_Task objective_. Rewrite the lines below as a JSON array of strings, one string per line, and omit any blank lines.

[Provided entries — start]

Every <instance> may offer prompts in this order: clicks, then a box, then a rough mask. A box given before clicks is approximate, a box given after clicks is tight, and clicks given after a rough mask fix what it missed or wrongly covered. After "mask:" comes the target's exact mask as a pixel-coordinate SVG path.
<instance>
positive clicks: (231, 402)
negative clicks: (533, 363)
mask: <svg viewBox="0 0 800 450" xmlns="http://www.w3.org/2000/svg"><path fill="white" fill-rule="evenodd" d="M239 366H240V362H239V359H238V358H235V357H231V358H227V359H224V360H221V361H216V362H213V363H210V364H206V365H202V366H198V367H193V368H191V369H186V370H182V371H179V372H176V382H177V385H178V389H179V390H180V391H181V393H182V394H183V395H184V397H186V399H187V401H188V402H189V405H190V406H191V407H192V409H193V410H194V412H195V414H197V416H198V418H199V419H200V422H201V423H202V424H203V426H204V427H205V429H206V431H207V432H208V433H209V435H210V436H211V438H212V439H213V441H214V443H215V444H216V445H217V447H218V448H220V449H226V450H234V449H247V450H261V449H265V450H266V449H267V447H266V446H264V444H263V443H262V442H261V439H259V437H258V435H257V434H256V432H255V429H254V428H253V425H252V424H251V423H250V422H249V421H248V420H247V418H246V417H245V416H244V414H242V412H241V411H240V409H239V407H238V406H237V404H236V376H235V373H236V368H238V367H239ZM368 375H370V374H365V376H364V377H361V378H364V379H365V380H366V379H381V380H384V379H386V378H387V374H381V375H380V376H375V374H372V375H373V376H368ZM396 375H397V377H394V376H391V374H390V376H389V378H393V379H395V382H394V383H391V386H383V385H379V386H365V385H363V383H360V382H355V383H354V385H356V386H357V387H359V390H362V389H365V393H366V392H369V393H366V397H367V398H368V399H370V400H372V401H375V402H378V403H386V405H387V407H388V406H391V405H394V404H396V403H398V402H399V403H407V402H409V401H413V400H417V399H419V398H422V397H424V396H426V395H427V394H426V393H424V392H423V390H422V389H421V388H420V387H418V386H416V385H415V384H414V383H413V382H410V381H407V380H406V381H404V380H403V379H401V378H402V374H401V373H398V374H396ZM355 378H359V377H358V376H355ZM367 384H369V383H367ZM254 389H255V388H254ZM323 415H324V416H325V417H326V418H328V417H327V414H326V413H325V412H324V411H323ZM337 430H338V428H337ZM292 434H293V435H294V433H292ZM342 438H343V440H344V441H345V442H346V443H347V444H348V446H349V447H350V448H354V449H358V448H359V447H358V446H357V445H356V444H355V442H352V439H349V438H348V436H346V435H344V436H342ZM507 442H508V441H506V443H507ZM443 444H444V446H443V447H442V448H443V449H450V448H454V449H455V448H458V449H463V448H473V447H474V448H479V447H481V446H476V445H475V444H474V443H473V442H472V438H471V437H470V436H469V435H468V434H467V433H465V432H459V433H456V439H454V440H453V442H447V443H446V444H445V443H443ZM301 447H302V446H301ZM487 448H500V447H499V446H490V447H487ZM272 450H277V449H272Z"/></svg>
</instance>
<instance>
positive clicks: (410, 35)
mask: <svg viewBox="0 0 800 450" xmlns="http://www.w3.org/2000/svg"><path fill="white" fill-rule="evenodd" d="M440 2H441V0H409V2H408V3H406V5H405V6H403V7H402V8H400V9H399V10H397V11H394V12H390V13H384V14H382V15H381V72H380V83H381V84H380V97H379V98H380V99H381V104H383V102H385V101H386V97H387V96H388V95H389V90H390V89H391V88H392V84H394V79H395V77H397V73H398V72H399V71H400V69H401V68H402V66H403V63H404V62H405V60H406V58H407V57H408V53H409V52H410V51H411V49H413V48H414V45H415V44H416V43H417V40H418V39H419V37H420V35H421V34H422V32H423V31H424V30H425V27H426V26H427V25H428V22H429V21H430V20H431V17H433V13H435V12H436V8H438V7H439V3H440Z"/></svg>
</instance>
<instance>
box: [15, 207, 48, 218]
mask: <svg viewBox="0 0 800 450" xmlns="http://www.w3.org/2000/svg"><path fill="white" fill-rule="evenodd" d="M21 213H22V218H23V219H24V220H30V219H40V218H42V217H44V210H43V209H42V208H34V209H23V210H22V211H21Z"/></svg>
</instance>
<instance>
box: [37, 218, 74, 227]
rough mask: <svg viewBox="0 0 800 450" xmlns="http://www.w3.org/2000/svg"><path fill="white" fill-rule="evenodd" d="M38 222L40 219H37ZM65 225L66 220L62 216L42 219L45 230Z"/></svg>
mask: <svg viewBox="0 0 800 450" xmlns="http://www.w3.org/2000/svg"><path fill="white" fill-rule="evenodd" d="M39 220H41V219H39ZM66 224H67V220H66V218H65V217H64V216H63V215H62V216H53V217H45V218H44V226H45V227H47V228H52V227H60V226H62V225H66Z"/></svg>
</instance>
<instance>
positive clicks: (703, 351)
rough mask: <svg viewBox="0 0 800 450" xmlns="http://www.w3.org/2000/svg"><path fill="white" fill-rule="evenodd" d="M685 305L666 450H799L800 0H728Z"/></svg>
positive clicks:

[Provided entries — finish]

_Exercise output_.
[
  "Every <instance> may offer prompts in this order: clicks, then a box, then a rough mask. A box given before clicks is approximate, a box given after clicks is tight, and clicks given after a rough mask fix what it missed or wrongly covered. After \"mask:\" comes the target's exact mask as a pixel-coordinate SVG path.",
  "<instance>",
  "positive clicks: (231, 402)",
  "negative clicks: (533, 363)",
  "mask: <svg viewBox=\"0 0 800 450\" xmlns=\"http://www.w3.org/2000/svg\"><path fill=\"white\" fill-rule=\"evenodd\" d=\"M239 366H240V362H239V359H238V358H235V357H231V358H227V359H224V360H221V361H216V362H213V363H210V364H206V365H202V366H198V367H193V368H191V369H186V370H182V371H179V372H176V382H177V385H178V389H179V390H180V391H181V393H182V394H183V395H184V397H186V399H187V401H188V402H189V405H190V406H191V407H192V409H193V410H194V412H195V414H197V416H198V418H199V419H200V422H201V423H202V424H203V426H204V427H205V429H206V431H207V432H208V433H209V435H210V436H211V438H212V439H213V441H214V443H215V444H216V445H217V447H218V448H220V449H226V450H234V449H247V450H261V449H265V450H266V449H267V447H266V446H264V444H263V443H262V442H261V439H259V437H258V435H257V434H256V432H255V429H254V428H253V425H252V424H251V423H250V422H249V421H248V420H247V418H246V417H245V416H244V414H242V412H241V411H240V409H239V407H238V406H237V404H236V376H235V373H236V368H238V367H239ZM368 375H370V374H365V376H364V377H361V378H364V379H365V380H366V379H381V380H384V379H386V378H387V374H381V375H380V376H375V374H372V375H373V376H368ZM396 375H397V377H394V376H391V374H390V376H389V378H393V379H395V382H394V383H391V386H383V385H379V386H365V385H363V383H360V382H355V383H354V385H356V386H357V387H359V390H362V389H365V393H366V392H369V393H366V397H367V398H368V399H370V400H372V401H375V402H378V403H386V405H387V407H388V406H391V405H394V404H396V403H398V402H399V403H407V402H409V401H413V400H417V399H419V398H422V397H424V396H426V395H427V394H426V393H424V392H423V390H422V389H421V388H420V387H418V386H416V385H415V384H414V383H413V382H410V381H407V380H406V381H404V380H403V379H401V378H402V374H401V373H398V374H396ZM355 378H359V377H358V376H355ZM367 384H369V383H367ZM254 389H255V388H254ZM323 415H324V416H325V417H326V418H328V417H327V414H326V413H325V412H324V411H323ZM337 430H338V428H337ZM292 434H293V435H294V433H292ZM342 438H343V440H344V441H345V442H346V443H347V444H348V446H349V447H350V448H354V449H358V448H359V447H358V446H357V445H356V444H355V442H352V439H349V438H348V436H346V435H344V436H342ZM507 442H508V441H506V443H507ZM443 444H444V446H443V447H442V448H443V449H450V448H454V449H455V448H458V449H463V448H473V447H474V448H479V447H481V446H476V445H475V444H474V443H473V442H472V438H471V437H470V436H469V435H468V434H467V433H465V432H459V433H456V439H454V440H453V442H447V443H446V444H445V443H443ZM301 447H302V446H301ZM487 448H500V447H499V446H490V447H487ZM272 450H277V449H272Z\"/></svg>",
  "</instance>",
  "<instance>",
  "positive clicks: (410, 35)",
  "mask: <svg viewBox=\"0 0 800 450\" xmlns=\"http://www.w3.org/2000/svg\"><path fill=\"white\" fill-rule=\"evenodd\" d=\"M440 2H441V0H409V2H408V3H406V5H405V6H403V7H402V8H400V9H399V10H397V11H394V12H390V13H384V14H382V15H381V72H380V83H381V84H380V97H379V98H380V99H381V104H383V102H385V101H386V97H387V96H388V95H389V90H390V89H391V88H392V84H394V79H395V77H397V73H398V72H399V71H400V69H401V68H402V66H403V63H404V62H405V60H406V58H407V57H408V53H409V52H410V51H411V49H413V48H414V45H415V44H416V43H417V40H418V39H419V37H420V35H421V34H422V32H423V31H424V30H425V27H426V26H427V25H428V22H429V21H430V20H431V17H433V13H435V12H436V8H438V7H439V3H440Z\"/></svg>",
  "</instance>",
  "<instance>",
  "box: [15, 207, 48, 218]",
  "mask: <svg viewBox=\"0 0 800 450\" xmlns=\"http://www.w3.org/2000/svg\"><path fill=\"white\" fill-rule=\"evenodd\" d=\"M21 213H22V218H23V219H24V220H30V219H40V218H42V217H44V210H43V209H42V208H34V209H23V210H22V211H21Z\"/></svg>",
  "</instance>",
  "<instance>",
  "box: [37, 218, 74, 227]",
  "rough mask: <svg viewBox=\"0 0 800 450\" xmlns=\"http://www.w3.org/2000/svg\"><path fill=\"white\" fill-rule=\"evenodd\" d=\"M38 222L40 219H37ZM65 225L66 220L62 216L42 219L45 230Z\"/></svg>",
  "mask: <svg viewBox=\"0 0 800 450\" xmlns=\"http://www.w3.org/2000/svg\"><path fill=\"white\" fill-rule=\"evenodd\" d=\"M39 220H41V219H39ZM66 224H67V220H66V218H65V217H64V216H63V215H62V216H53V217H45V218H44V226H45V227H47V228H52V227H60V226H62V225H66Z\"/></svg>",
  "</instance>",
  "<instance>",
  "positive clicks: (703, 351)",
  "rough mask: <svg viewBox=\"0 0 800 450\" xmlns=\"http://www.w3.org/2000/svg\"><path fill=\"white\" fill-rule=\"evenodd\" d=\"M685 305L666 450H799L800 0H728Z\"/></svg>",
  "positive clicks:"
]